__EXERCISE OBJECTIVE__: Copy every one of the rows below word for word, with no changes.
## START
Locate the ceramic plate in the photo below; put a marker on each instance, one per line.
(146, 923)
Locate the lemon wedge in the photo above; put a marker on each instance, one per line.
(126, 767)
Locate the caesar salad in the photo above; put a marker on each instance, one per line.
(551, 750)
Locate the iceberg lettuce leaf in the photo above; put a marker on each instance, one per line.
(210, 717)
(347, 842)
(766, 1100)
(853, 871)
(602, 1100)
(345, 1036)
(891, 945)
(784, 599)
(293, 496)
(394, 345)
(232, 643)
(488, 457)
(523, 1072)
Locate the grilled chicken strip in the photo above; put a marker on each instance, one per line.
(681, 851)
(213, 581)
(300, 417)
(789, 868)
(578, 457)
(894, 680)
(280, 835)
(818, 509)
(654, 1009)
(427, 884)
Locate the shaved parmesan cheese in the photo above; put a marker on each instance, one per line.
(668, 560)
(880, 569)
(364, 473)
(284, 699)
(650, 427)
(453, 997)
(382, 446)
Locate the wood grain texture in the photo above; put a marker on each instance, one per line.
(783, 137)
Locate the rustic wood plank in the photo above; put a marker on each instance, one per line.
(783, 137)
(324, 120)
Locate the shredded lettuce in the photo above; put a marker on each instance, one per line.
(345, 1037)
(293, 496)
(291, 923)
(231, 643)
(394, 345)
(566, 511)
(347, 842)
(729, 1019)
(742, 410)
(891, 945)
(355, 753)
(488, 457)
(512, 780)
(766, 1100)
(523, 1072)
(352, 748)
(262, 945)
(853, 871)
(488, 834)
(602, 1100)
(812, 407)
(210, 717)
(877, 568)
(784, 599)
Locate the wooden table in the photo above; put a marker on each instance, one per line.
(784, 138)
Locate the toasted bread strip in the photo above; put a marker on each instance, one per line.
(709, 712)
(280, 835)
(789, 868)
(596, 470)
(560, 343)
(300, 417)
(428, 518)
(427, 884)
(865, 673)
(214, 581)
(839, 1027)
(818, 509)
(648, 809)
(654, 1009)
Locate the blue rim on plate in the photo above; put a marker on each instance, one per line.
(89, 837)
## END
__RESULT FOR THIS EXERCISE__:
Locate the ceramic plate in the photo below; put a marker on each instance, one per line.
(146, 923)
Locate the lemon wedge in the photo above; put a marker on each instance, one per line.
(126, 767)
Locate the caesar salad in the photo above; put a marker on each instance, one per line.
(551, 750)
Locate the iceberg lettuce leaf in the photo above; put a marker on each instance, one per line.
(210, 717)
(347, 842)
(766, 1100)
(853, 871)
(602, 1100)
(345, 1036)
(891, 945)
(784, 599)
(293, 496)
(394, 345)
(232, 643)
(488, 457)
(523, 1072)
Locate the grilled chicken strip in the photo above; put a marker on each instance, one per line.
(681, 851)
(213, 581)
(300, 417)
(789, 868)
(578, 457)
(894, 680)
(280, 835)
(818, 509)
(654, 1009)
(427, 884)
Locate the shaved parmesan cheese in the photo above; put a marker on each instance, one per line.
(668, 560)
(880, 569)
(364, 473)
(284, 699)
(650, 427)
(453, 997)
(382, 446)
Locate the wood grain texture in the photo above; put a marker on each instance, one per line.
(783, 137)
Locate the rustic wood plank in the photo above; put a marker on each instance, one per line.
(783, 137)
(324, 120)
Locate the shredded lettuce in the photo above; put a marker on each instance, one per line.
(345, 1037)
(293, 496)
(291, 923)
(231, 643)
(394, 345)
(566, 511)
(347, 842)
(729, 1019)
(742, 410)
(891, 945)
(355, 753)
(488, 457)
(512, 780)
(766, 1100)
(523, 1072)
(352, 748)
(262, 945)
(853, 871)
(488, 834)
(602, 1100)
(812, 407)
(210, 717)
(877, 568)
(784, 599)
Locate the wooden table in the photo above; put a marker on each instance, one per line.
(784, 138)
Locate the toasted bread strip in the photo above; put a marker on each instance, one per line.
(709, 712)
(280, 835)
(789, 868)
(596, 470)
(560, 343)
(300, 417)
(428, 518)
(427, 884)
(865, 673)
(214, 581)
(839, 1027)
(818, 509)
(648, 809)
(654, 1009)
Locate the blue rim on plate in the photo above; put a marker on each instance, one per line.
(89, 837)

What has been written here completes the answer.